▶ **YOUR OBJECTIVE**: Starting with the line that contains "volcanic cone mountain." and running through the last line of the entries, rewrite those lines as a numbered list. Leave out any blank lines.

▶ **MATERIAL FOR THE TASK**:

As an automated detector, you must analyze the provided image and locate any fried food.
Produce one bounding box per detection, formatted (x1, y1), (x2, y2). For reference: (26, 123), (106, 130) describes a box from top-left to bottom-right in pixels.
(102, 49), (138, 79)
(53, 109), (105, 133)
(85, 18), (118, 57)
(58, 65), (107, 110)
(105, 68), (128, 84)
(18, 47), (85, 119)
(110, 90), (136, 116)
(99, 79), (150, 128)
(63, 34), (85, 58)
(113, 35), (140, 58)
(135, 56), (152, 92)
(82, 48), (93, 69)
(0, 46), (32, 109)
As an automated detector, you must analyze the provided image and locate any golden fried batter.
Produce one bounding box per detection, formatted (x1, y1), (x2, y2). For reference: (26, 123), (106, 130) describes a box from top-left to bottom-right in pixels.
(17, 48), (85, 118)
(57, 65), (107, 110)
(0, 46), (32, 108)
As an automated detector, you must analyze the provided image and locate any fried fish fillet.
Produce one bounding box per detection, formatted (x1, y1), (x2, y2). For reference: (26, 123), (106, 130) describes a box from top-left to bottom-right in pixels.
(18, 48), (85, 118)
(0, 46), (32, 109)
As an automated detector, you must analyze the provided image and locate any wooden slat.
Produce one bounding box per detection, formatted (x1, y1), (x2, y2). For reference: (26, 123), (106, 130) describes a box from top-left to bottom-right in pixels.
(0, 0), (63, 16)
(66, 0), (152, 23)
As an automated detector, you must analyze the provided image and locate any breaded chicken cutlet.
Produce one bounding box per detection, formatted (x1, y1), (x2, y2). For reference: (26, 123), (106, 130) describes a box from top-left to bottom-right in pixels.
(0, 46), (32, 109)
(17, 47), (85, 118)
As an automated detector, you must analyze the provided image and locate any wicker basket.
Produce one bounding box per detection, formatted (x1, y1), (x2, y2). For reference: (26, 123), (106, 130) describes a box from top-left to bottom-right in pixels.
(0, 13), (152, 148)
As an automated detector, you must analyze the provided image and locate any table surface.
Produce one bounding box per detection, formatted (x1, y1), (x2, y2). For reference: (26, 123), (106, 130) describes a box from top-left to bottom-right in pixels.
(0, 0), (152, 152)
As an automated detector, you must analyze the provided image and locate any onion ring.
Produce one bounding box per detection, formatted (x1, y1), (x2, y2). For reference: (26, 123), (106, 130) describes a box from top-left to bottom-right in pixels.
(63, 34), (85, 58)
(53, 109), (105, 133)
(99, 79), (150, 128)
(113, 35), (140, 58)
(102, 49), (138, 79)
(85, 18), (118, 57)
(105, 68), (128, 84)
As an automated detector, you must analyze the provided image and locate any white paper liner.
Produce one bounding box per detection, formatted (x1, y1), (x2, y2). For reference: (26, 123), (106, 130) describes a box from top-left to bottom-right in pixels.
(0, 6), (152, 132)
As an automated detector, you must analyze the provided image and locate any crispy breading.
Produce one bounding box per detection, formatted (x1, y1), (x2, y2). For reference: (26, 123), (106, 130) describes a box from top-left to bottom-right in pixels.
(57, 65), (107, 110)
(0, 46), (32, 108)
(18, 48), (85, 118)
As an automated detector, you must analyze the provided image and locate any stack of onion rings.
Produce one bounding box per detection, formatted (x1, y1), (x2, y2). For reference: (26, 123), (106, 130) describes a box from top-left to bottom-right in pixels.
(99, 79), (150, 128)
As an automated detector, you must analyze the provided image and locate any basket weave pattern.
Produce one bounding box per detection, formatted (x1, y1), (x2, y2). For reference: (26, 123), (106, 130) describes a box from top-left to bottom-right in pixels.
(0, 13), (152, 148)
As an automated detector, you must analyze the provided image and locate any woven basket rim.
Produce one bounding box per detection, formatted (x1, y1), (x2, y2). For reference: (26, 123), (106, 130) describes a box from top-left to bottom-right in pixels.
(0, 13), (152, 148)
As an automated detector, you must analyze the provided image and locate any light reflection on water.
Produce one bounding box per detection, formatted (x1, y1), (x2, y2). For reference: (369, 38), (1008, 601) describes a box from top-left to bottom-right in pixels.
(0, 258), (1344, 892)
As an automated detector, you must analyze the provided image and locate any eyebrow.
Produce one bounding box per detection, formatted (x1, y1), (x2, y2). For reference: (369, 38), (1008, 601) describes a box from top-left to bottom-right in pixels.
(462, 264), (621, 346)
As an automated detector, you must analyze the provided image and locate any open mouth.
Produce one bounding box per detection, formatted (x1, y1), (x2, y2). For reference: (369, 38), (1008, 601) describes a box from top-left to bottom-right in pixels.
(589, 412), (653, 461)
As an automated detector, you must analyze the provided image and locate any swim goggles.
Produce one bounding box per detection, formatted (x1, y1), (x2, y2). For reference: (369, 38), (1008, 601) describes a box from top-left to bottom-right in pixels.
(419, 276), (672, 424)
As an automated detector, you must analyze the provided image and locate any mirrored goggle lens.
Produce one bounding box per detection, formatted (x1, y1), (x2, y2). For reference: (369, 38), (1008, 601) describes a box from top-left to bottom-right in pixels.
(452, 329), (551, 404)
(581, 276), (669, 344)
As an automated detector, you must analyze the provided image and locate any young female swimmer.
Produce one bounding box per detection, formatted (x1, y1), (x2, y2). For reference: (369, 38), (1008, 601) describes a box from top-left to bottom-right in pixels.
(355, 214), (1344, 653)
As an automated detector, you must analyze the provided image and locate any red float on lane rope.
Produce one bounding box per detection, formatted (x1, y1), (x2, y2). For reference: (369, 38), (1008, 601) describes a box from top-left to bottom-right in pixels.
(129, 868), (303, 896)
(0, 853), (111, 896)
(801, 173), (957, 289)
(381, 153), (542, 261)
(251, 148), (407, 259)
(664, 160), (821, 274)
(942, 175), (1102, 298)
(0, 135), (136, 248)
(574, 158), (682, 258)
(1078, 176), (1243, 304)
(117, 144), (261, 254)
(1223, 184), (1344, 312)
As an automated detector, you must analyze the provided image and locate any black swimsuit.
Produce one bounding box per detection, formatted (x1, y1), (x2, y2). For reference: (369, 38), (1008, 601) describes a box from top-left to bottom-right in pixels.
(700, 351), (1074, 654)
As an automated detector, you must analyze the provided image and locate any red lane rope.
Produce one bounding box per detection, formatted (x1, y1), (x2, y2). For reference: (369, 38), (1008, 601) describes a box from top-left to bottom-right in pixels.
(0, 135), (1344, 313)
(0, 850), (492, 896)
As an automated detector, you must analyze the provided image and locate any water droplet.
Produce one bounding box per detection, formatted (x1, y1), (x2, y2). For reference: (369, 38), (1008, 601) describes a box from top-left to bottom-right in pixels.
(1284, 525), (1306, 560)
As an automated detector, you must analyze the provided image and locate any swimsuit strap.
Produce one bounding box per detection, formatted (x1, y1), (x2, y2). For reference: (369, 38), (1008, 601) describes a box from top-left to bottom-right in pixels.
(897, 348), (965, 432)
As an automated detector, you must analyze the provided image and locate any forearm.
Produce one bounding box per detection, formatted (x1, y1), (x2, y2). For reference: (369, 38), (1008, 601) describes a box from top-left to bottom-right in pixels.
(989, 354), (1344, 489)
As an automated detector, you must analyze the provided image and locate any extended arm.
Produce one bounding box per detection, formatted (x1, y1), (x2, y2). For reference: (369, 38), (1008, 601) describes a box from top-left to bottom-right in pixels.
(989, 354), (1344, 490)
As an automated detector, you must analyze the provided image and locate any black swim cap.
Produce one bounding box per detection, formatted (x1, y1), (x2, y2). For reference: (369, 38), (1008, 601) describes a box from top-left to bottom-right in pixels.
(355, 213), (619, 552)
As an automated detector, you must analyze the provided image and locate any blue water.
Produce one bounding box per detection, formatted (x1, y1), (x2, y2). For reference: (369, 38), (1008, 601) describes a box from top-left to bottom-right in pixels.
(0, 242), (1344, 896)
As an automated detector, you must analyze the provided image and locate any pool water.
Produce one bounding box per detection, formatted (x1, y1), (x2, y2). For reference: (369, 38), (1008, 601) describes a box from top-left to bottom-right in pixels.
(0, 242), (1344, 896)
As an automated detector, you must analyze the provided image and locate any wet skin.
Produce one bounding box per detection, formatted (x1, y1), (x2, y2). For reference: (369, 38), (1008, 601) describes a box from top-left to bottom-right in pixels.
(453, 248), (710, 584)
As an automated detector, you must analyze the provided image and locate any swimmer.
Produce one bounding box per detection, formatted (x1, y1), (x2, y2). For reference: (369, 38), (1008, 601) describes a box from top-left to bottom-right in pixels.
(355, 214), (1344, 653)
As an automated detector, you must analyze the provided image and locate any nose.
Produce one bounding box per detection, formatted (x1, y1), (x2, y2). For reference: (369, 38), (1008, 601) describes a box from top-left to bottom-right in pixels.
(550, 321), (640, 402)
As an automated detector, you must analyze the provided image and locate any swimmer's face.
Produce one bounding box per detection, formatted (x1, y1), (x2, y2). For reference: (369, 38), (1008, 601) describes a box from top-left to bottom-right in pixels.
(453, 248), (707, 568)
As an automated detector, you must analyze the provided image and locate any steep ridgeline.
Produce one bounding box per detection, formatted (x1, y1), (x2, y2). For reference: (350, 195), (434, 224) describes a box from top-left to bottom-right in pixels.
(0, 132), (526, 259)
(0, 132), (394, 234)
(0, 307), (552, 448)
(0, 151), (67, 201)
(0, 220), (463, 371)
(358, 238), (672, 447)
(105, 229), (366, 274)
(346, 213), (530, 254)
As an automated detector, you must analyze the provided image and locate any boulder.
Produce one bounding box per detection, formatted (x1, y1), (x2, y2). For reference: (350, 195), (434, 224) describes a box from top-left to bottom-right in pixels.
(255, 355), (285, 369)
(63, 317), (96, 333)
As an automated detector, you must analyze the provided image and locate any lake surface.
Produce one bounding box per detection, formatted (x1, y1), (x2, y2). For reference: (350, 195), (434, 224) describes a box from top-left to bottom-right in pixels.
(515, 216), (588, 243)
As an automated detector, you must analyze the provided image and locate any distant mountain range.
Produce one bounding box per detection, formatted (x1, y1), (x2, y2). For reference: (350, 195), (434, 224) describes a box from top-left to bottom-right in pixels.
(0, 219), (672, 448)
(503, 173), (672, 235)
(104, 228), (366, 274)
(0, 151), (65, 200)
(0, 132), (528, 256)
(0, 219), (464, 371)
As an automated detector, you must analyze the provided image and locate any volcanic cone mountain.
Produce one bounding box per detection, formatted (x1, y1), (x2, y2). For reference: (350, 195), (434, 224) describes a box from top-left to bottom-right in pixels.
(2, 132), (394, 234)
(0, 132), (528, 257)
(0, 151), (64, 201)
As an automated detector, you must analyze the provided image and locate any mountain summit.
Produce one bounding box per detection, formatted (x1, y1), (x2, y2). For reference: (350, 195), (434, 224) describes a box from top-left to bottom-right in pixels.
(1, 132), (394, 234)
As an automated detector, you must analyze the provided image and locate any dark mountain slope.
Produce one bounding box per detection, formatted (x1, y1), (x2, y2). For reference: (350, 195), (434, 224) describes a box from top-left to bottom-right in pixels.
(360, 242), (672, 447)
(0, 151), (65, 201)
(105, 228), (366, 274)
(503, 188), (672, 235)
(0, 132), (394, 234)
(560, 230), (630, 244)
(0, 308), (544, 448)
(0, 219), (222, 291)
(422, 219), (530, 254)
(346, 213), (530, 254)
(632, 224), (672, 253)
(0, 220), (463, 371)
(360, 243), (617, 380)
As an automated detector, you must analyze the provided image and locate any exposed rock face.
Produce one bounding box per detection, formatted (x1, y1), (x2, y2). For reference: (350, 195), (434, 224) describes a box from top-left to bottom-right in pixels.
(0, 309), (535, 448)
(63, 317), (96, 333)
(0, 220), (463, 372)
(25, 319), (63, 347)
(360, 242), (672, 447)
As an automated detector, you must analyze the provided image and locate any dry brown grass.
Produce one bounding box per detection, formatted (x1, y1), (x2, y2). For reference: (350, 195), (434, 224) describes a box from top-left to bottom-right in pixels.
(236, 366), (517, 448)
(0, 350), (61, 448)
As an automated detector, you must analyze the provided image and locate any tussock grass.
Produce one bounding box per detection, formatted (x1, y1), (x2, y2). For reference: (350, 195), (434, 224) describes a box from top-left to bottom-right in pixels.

▶ **RESULT**:
1. As an automated detector, you must analyze the provided image and locate any volcanic cone mountain.
2. Produce one bounding box per detection, formatted (x1, y1), (x2, y2). For reference: (350, 195), (434, 224) describes a box from top-left to bottom-right in pixels.
3. (2, 132), (394, 234)
4. (0, 132), (528, 257)
5. (0, 151), (64, 201)
6. As an automated detector, you must analyze the provided image and locate any mountain summit.
7. Produce one bounding box per detection, formatted (x1, y1), (x2, y2). For reference: (350, 195), (434, 224) describes a box from top-left to bottom-right in pixels.
8. (1, 132), (394, 234)
9. As an automated detector, you must analyze the provided image and locate any dark mountain slope.
10. Produce one bounding box per detection, formatted (x1, y1), (x2, y2). For reference: (350, 195), (434, 224) describes a box from top-left to bottom-right in pixels.
11. (360, 242), (672, 447)
12. (0, 151), (65, 201)
13. (105, 228), (366, 274)
14. (503, 188), (672, 235)
15. (0, 132), (394, 234)
16. (560, 230), (630, 244)
17. (0, 308), (544, 448)
18. (0, 219), (222, 291)
19. (422, 219), (530, 254)
20. (346, 213), (530, 254)
21. (632, 224), (672, 253)
22. (0, 220), (463, 371)
23. (360, 243), (617, 380)
24. As an automated detector, you must analyze the provided image and locate any exposed rock face.
25. Produce one bounding box per detection, formatted (x1, y1), (x2, y2). For reference: (350, 195), (434, 224) describes a box from top-left to bottom-right in pixels.
26. (0, 309), (535, 448)
27. (63, 317), (96, 333)
28. (0, 220), (463, 372)
29. (25, 319), (63, 347)
30. (360, 242), (672, 447)
31. As an automated detector, you must analyze the provided image and locate any dry brown grass.
32. Produce one bounding box per detection, formatted (x1, y1), (x2, y2). For reference: (350, 195), (434, 224) describes a box from top-left to bottom-right in pixels.
33. (236, 366), (517, 448)
34. (0, 350), (61, 448)
35. As an automated detector, you must analyze the provided image and locate any tussock grass.
36. Produce one bounding box per detection, formatted (x1, y1), (x2, y2). For reference: (350, 195), (434, 224) describes a box from top-left to bottom-right in pixels.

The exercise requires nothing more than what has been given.